**Your goal:** Return the entries in full, exactly as written.

**Supplied records:**
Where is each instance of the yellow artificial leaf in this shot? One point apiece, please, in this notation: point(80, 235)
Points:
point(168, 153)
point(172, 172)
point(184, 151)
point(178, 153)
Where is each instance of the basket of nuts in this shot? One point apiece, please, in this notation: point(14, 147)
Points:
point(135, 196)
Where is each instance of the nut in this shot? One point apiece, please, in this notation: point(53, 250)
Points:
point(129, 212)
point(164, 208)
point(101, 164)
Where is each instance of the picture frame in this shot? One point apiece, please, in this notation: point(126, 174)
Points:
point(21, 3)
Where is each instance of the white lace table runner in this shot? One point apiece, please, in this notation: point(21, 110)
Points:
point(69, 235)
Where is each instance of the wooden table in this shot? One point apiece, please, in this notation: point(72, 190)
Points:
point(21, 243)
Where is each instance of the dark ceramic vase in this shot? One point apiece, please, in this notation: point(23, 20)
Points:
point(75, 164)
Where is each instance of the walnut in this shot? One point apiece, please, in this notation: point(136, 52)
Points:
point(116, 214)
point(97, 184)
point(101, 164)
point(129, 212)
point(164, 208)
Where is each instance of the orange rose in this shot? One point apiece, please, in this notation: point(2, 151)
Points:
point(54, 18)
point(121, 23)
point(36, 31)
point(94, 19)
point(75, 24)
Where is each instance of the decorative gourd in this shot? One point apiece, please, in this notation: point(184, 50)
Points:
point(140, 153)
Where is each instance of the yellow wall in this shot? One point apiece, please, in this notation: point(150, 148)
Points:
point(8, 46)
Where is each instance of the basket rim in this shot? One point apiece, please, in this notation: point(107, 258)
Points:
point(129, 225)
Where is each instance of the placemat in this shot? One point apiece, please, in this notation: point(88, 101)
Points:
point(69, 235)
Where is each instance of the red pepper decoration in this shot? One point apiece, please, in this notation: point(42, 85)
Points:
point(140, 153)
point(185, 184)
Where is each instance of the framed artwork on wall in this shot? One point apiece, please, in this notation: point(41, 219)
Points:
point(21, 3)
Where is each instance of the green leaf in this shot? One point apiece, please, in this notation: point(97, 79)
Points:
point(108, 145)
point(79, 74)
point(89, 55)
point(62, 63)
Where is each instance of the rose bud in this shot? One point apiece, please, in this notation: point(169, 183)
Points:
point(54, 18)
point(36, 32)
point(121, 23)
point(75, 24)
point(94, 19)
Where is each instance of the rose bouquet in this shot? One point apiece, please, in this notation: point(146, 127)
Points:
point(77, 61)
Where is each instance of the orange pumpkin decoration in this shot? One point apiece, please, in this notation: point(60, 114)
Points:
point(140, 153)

**Exercise solution:**
Where is each instance of the yellow artificial leaf in this shot? One point apiece, please, in this notation: point(80, 235)
Points:
point(168, 153)
point(172, 172)
point(184, 151)
point(178, 153)
Where is each instance of the basket of nuts in this shot? One point apiece, please, in this notation: point(14, 147)
Points:
point(135, 196)
Where is each instance of the nut in this shot? One point apiece, please, in this notation: point(53, 250)
Points:
point(129, 212)
point(164, 208)
point(101, 164)
Where is each instance of the picture frame in this shot? One point apiece, please, in this notation: point(126, 174)
Points:
point(21, 3)
Where is each instance of the white lace table runner in this shot? One point apiece, please, in this notation: point(21, 110)
Points:
point(69, 235)
Where is each instance of the wooden table in this shot? One point apiece, please, in this notation: point(72, 190)
Points:
point(21, 243)
Where is each instance of the dark ceramic vase in this shot? One point apiece, please, in this notation: point(23, 20)
Points:
point(75, 164)
Where is each instance of the walnut in this shot? One point apiece, please, in this notation: point(136, 52)
Points:
point(116, 214)
point(97, 184)
point(101, 164)
point(129, 212)
point(164, 208)
Where is each instance of the orange rose in this shot? One point apiece, please, in this notation: point(2, 151)
Points:
point(54, 18)
point(121, 23)
point(36, 31)
point(94, 19)
point(75, 24)
Where is each instance of the decorative gourd in this shot? One point apiece, please, in this notation: point(184, 50)
Points:
point(140, 153)
Where is each instance of the yellow wall in this shot? One point apiece, please, in this notation: point(150, 148)
Points:
point(8, 46)
Where is each instance of the basket rim in this shot? One point apiece, please, in this notation: point(107, 258)
Points:
point(129, 225)
Where is each instance of the placemat in this shot? One point apiece, please, in this notation: point(88, 101)
Points:
point(69, 235)
Where is each instance of the red pepper decoration in this shot? One point apiece, please, in this notation: point(42, 85)
Points:
point(140, 153)
point(185, 184)
Where is each instance of the framed artwork on wall in this shot? One point apiece, please, in this notation: point(41, 219)
Points:
point(21, 3)
Where is each instance of the green leaf in this shot? One point apiece, please, in this notation: point(97, 79)
Points:
point(108, 145)
point(79, 74)
point(89, 55)
point(62, 63)
Where is each instance of the rose bud in this shot? One point apiece, please, in this notation: point(169, 183)
Points:
point(54, 18)
point(36, 32)
point(121, 23)
point(75, 24)
point(94, 19)
Where is each instance of the rose bouquet in this shot? One point apiece, please, in this notation: point(146, 127)
Points:
point(77, 61)
Where is each instance of the orange pumpkin decoration in this shot? One point apiece, please, in this notation: point(60, 114)
Points:
point(140, 153)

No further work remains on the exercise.